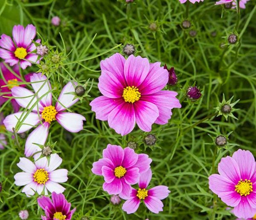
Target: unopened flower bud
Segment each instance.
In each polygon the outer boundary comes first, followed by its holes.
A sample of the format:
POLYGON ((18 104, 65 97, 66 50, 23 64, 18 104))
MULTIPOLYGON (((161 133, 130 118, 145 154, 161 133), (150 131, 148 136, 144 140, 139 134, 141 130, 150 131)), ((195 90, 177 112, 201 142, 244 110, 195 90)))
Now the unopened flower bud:
POLYGON ((61 23, 61 19, 58 16, 54 16, 52 18, 52 24, 55 26, 58 26, 61 23))
POLYGON ((49 146, 45 146, 42 150, 42 154, 46 156, 50 155, 52 153, 52 150, 49 146))
POLYGON ((110 198, 110 201, 114 205, 118 205, 121 203, 121 199, 117 195, 112 195, 110 198))
POLYGON ((43 57, 48 53, 48 49, 47 47, 45 45, 43 46, 42 44, 40 44, 36 47, 36 50, 37 54, 43 57))
POLYGON ((228 42, 232 44, 236 43, 237 42, 237 36, 234 34, 230 35, 228 37, 228 42))
POLYGON ((134 53, 135 52, 135 47, 133 44, 127 43, 123 48, 123 52, 125 54, 130 56, 134 53))
POLYGON ((189 28, 191 26, 191 23, 190 23, 190 22, 189 20, 183 20, 181 24, 182 27, 185 29, 189 28))
POLYGON ((20 218, 22 220, 27 219, 29 215, 29 212, 27 210, 21 210, 19 213, 20 218))
POLYGON ((219 147, 223 147, 227 144, 227 139, 223 135, 219 135, 215 139, 215 143, 219 147))
POLYGON ((153 134, 149 134, 144 138, 145 143, 149 146, 154 145, 157 142, 157 138, 153 134))
POLYGON ((85 93, 85 90, 81 86, 77 86, 75 88, 75 92, 77 96, 81 96, 85 93))
POLYGON ((225 104, 222 106, 221 111, 222 113, 228 114, 231 112, 232 107, 228 104, 225 104))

● Goal: Copy the records word for word from their first line up to and including the line that contains "POLYGON ((20 218, 22". Leave the pictures out of your copy.

● Response below:
Target: unopened flower bud
Segment each instance.
In each polygon the outer boundary comes first, followed by its holes.
A sample of the format:
POLYGON ((18 104, 65 97, 66 50, 23 64, 18 104))
MULTIPOLYGON (((161 133, 130 118, 145 154, 161 133), (150 131, 148 136, 144 140, 139 134, 141 130, 150 131)), ((195 90, 177 112, 201 142, 244 110, 195 90)))
Now the unopened flower bud:
POLYGON ((61 23, 61 19, 58 16, 54 16, 52 18, 52 24, 55 26, 58 26, 61 23))
POLYGON ((49 146, 45 146, 42 150, 42 154, 46 156, 50 155, 52 153, 52 150, 49 146))
POLYGON ((110 198, 110 201, 114 205, 118 205, 121 203, 121 199, 117 195, 112 195, 110 198))
POLYGON ((43 57, 48 53, 48 49, 47 47, 45 45, 43 46, 42 44, 40 44, 36 47, 36 50, 37 54, 43 57))
POLYGON ((228 42, 232 44, 236 43, 237 42, 237 36, 234 34, 230 35, 228 37, 228 42))
POLYGON ((134 53, 135 52, 135 47, 133 44, 127 43, 123 48, 123 52, 125 54, 130 56, 134 53))
POLYGON ((189 28, 191 26, 191 23, 190 23, 190 22, 189 20, 183 20, 181 24, 182 27, 185 29, 189 28))
POLYGON ((20 218, 22 220, 27 219, 29 215, 29 212, 27 210, 21 210, 19 213, 20 218))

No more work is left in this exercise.